NOTES TO CONDENSED FINANCIAL STATEMENTS

June 30, 2013

(unaudited)

 

NOTE 1 - DESCRIPTION OF COMPANY:

 

We are a Delaware corporation formerly known as Scoop, Inc. In April 2001, Scoop, Inc. amended its Certificate of Incorporation to change its name to 24Holdings Inc. (“we”, “our”, “us” or “24Holdings”). Prior to September 30, 2005, 24Holdings was a holding company that conducted its business operations through its wholly owned subsidiary 24STORE (Europe) Limited, a company incorporated under the laws of England formerly known as 24STORE.com Limited ("24STORE"). 24STORE commenced business operations in 1996 and focused on the sale of media products and business information services. Commencing in July 1998, we underwent voluntary reorganization under Chapter 11 of the United States Bankruptcy Code. In accordance with the Plan of Reorganization approved by the Bankruptcy Court in December 1999, InfiniCom, AB (now known as Avalon Innovation AB), a Swedish registered company (“Infinicom”), acquired 91% of our outstanding stock in exchange for 100% of the stock of 24STORE. Subsequent to Infinicom’s acquisition in 1999 and until September 30, 2005, the business operations of 24STORE, which represented all of our operations, were devoted to supplying business customers with computer and electronics products.

 

On October 23, 2006 (the “Effective Date”), we implemented a 1 for 125 reverse stock split (the “Reverse Split”) of our common stock par value $.001 per share (“Common Stock”). Pursuant to the Reverse Split, each 125 shares of Common Stock issued and outstanding as of the Effective Date was converted into one (1) share of Common Stock. The Reverse Split also reduced the number of shares of Common Stock into which each share of Series A Convertible Preferred Stock, par value $.001 per share (the “Preferred Stock”) could be converted from 100 shares to 0.8 shares. All per share data herein has been retroactively restated to reflect the Reverse Split.

______

__REQUEST__
Rewrite the financial statement notes starting with "On October 23, 2006" and going on through "the Reverse Split.", replacing "Reverse Split" with "Share Consolidation" each time it occurs.

______

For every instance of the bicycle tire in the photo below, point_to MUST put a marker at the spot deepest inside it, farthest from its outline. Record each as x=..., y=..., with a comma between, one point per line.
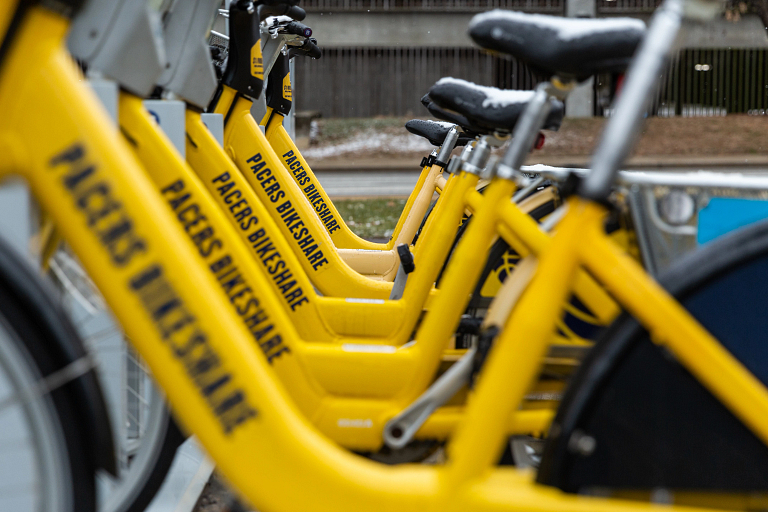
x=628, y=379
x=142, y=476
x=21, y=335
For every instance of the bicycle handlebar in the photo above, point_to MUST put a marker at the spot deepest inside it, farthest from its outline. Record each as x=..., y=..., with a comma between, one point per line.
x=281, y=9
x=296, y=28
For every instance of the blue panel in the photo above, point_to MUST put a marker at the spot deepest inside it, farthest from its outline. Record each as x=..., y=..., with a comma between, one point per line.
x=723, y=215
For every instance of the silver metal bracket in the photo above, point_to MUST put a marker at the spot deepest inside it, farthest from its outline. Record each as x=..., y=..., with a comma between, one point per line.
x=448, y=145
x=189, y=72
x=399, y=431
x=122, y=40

______

__RESULT OF THE TASK__
On October 23, 2006 (the “Effective Date”), we implemented a 1 for 125 reverse stock split (the “Share Consolidation”) of our common stock par value $.001 per share (“Common Stock”). Pursuant to the Share Consolidation, each 125 shares of Common Stock issued and outstanding as of the Effective Date was converted into one (1) share of Common Stock. The Share Consolidation also reduced the number of shares of Common Stock into which each share of Series A Convertible Preferred Stock, par value $.001 per share (the “Preferred Stock”) could be converted from 100 shares to 0.8 shares. All per share data herein has been retroactively restated to reflect the Share Consolidation.